The listing that follows should be copied in full, exactly as written.

### Provided records

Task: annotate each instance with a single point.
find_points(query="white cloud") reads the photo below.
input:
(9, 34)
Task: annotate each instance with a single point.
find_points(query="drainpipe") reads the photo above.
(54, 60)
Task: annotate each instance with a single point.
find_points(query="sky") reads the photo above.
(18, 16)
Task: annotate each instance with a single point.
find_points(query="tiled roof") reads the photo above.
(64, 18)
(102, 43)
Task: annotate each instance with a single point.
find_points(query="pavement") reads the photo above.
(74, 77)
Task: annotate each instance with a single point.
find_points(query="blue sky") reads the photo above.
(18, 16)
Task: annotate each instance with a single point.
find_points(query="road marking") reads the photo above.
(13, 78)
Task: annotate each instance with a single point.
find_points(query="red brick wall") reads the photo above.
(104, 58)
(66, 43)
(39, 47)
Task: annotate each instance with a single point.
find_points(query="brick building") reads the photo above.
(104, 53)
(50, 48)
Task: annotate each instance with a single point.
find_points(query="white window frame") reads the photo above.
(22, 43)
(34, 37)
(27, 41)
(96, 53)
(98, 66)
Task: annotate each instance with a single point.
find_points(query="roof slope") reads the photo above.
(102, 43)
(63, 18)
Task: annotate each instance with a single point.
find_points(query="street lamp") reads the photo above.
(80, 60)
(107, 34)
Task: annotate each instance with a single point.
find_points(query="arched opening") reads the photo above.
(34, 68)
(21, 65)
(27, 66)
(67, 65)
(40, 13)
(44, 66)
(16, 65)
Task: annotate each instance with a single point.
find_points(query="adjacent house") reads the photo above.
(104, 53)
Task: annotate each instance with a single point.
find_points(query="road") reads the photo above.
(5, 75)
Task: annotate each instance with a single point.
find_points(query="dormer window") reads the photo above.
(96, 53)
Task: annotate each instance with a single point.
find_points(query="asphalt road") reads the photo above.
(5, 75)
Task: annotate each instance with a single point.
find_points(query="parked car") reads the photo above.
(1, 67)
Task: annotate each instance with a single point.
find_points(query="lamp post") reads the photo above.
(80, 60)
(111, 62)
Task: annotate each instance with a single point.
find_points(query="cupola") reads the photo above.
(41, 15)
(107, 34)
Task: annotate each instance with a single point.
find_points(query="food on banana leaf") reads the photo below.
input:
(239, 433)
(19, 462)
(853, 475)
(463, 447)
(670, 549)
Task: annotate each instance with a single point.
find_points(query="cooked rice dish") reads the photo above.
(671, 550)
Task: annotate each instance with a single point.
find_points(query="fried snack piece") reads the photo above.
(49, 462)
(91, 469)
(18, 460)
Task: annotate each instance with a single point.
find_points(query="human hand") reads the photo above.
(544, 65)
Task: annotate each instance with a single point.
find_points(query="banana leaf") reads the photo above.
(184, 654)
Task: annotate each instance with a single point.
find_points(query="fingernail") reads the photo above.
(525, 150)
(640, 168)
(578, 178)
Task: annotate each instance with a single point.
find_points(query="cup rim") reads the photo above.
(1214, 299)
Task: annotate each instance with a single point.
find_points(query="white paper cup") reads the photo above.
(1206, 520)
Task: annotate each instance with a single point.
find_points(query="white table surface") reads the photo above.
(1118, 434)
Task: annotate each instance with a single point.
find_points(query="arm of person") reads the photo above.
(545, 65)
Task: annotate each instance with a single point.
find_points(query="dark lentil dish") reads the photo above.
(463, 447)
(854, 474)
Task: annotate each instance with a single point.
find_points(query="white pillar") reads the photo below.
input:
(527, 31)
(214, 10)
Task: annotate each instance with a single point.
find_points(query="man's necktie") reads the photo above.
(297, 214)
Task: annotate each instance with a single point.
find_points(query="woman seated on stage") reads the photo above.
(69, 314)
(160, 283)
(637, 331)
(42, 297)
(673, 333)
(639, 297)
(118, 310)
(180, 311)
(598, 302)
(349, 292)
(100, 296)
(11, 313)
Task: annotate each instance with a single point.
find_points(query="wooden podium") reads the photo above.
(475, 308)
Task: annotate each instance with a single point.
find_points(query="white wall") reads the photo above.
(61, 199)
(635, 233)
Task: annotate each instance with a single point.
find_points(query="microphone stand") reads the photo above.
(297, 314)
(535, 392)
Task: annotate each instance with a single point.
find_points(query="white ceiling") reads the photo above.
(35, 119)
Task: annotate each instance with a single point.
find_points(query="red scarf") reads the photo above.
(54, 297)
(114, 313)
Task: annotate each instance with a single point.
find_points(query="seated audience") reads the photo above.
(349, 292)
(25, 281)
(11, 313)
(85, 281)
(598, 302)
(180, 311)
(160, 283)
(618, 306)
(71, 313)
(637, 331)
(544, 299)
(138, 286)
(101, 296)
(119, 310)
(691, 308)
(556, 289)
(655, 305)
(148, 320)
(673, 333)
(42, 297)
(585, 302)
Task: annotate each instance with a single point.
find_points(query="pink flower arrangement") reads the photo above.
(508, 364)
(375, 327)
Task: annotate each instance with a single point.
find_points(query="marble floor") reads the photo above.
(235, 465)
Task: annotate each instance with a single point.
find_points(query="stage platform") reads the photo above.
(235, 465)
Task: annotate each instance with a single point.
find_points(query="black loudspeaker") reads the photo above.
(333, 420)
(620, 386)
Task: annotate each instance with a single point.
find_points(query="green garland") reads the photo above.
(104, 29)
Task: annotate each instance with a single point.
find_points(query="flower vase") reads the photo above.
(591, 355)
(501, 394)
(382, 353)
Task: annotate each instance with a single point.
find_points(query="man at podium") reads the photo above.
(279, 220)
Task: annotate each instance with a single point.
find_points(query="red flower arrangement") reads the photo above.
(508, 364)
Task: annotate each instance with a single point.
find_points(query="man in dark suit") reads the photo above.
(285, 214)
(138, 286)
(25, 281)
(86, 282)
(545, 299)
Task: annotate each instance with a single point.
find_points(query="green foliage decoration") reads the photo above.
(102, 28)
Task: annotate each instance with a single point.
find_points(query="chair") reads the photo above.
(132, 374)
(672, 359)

######

§ Exercise solution
Task: annotate each instance with a single point.
find_points(query="white cloud") reads the photo below.
input:
(9, 34)
Task: annotate each instance with a single point.
find_points(query="drainpipe") reads the photo above.
(54, 60)
Task: annotate each instance with a single point.
find_points(query="sky") reads the photo above.
(18, 16)
Task: annotate each instance with a single point.
find_points(query="tiled roof") reads the photo above.
(64, 18)
(102, 43)
Task: annotate each instance with a single point.
find_points(query="pavement") reads the photo above.
(74, 77)
Task: annotate each instance with a single point.
find_points(query="blue sky") reads the photo above.
(18, 16)
Task: annotate each instance with a single point.
find_points(query="road marking") reads the photo above.
(13, 78)
Task: annotate each instance with a single point.
find_points(query="red brick wall") reads the photo above.
(104, 58)
(66, 43)
(39, 47)
Task: annotate each instance with a single point.
find_points(query="brick building") reads the photo above.
(104, 53)
(50, 48)
Task: annotate each instance with a single point.
find_points(query="white window frame") reads the photo above.
(22, 43)
(34, 37)
(27, 41)
(96, 53)
(98, 66)
Task: annotate each instance with a single point.
find_points(query="roof slope") reads the photo above.
(102, 43)
(63, 18)
Task: annotate each instance with a single point.
find_points(query="street lamp") reads the photo above.
(80, 60)
(107, 34)
Task: annotate each instance with a single point.
find_points(query="arched opening") reads the photo above.
(34, 68)
(21, 65)
(27, 66)
(67, 65)
(40, 13)
(44, 66)
(16, 65)
Task: annotate each instance with a single point.
find_points(query="adjacent house") reads the photo above.
(104, 53)
Task: annotate each instance with a single point.
find_points(query="road") reads the photo above.
(5, 75)
Task: annotate each instance with a single point.
find_points(query="dormer window") reads the photo above.
(96, 53)
Task: annotate each instance with a single point.
find_points(query="asphalt road") reads the photo above.
(5, 75)
Task: annotate each instance with a single point.
find_points(query="parked car") reads the photo above.
(1, 67)
Task: annotate each instance with a single point.
find_points(query="lamp post") reads the photo above.
(80, 60)
(111, 62)
Task: annotate each instance with a single point.
find_points(query="cupola") reads the photo above.
(41, 15)
(107, 34)
Task: annotate each instance with a single point.
find_points(query="food on banana leaf") reads the photo below.
input:
(239, 433)
(19, 462)
(853, 475)
(463, 447)
(670, 549)
Task: annotate each instance with a single point.
find_points(query="cooked rice dish") reads the photo above.
(671, 550)
Task: annotate each instance with a single point.
find_points(query="fried snack piece") reads the photo above.
(49, 462)
(91, 469)
(18, 460)
Task: annotate each instance with a single point.
find_points(query="human hand") reads the photo above.
(544, 65)
Task: annotate each instance with a single point.
find_points(query="banana leaf") reads the photo above.
(184, 654)
Task: annotate each instance with a single point.
find_points(query="fingernail") reads the photo above.
(525, 150)
(640, 168)
(578, 178)
Task: annotate each instance with a single point.
find_points(query="cup rim") reads the photo above.
(1214, 299)
Task: annotate each instance with a single point.
find_points(query="white paper cup") reads the photo above.
(1206, 520)
Task: annotate each instance with a single point.
find_points(query="white table surface") reads the photo above.
(1118, 434)
Task: annotate each instance with a single point.
find_points(query="arm of person") reads the photo above.
(545, 65)
Task: annotate each instance with a single point.
find_points(query="dark lentil dish") reads the photo above.
(463, 447)
(854, 474)
Task: annotate each instance with a single point.
find_points(query="white pillar") reads the photo below.
input:
(527, 31)
(214, 10)
Task: annotate each instance with a single point.
find_points(query="man's necktie") reads the photo above.
(297, 214)
Task: annotate each instance with a single point.
find_points(query="woman seated on stage") reads the photo above.
(69, 314)
(160, 283)
(637, 331)
(42, 297)
(673, 333)
(639, 297)
(118, 310)
(180, 311)
(598, 302)
(349, 292)
(100, 296)
(11, 313)
Task: annotate each instance with a single point.
find_points(query="wooden podium") reads the photo above.
(475, 308)
Task: annotate each instance with a single point.
find_points(query="white wall") reads the photo above.
(61, 199)
(635, 233)
Task: annotate each instance with a single point.
find_points(query="microphone stand") reads the photo above.
(297, 314)
(535, 392)
Task: annotate each instance with a single point.
find_points(query="white ceiling") reads the photo above.
(35, 119)
Task: annotate each instance with a single point.
find_points(query="red scarf") reads the photo above.
(54, 297)
(114, 313)
Task: annotate each instance with a single point.
find_points(query="seated audience") reads the photo above.
(349, 292)
(25, 281)
(11, 313)
(85, 281)
(598, 302)
(180, 311)
(160, 283)
(618, 306)
(71, 313)
(637, 331)
(544, 299)
(138, 286)
(101, 296)
(119, 310)
(691, 308)
(556, 289)
(655, 305)
(148, 320)
(673, 333)
(42, 297)
(585, 302)
Task: annotate each instance with a single point.
find_points(query="pink flower arrangement") reads the photo above.
(508, 364)
(375, 327)
Task: annotate each instance with a single point.
find_points(query="marble floor") reads the photo above.
(235, 465)
Task: annotate each instance with a single point.
find_points(query="stage platform") reads the photo above.
(235, 465)
Task: annotate each instance with a single point.
find_points(query="black loudspeaker") reads the photo above.
(333, 420)
(620, 386)
Task: annotate each instance with a single point.
find_points(query="green garland") reads the photo above.
(104, 29)
Task: annotate each instance with a single point.
find_points(query="flower vase") reads the photo above.
(591, 355)
(501, 394)
(382, 353)
Task: annotate each instance with a single point.
find_points(query="man at podium") reads the photo above.
(279, 220)
Task: annotate each instance with a single point.
find_points(query="red flower arrangement") reads the photo above.
(508, 364)
Task: annotate each instance with a single point.
find_points(query="man in dark suit") reads the photo above.
(285, 214)
(138, 286)
(25, 281)
(86, 282)
(545, 299)
Task: annotate each instance with a single point.
find_points(query="green foliage decoration") reads the photo above.
(102, 28)
Task: annotate each instance with a single point.
find_points(query="chair") reads the photo above.
(132, 374)
(672, 359)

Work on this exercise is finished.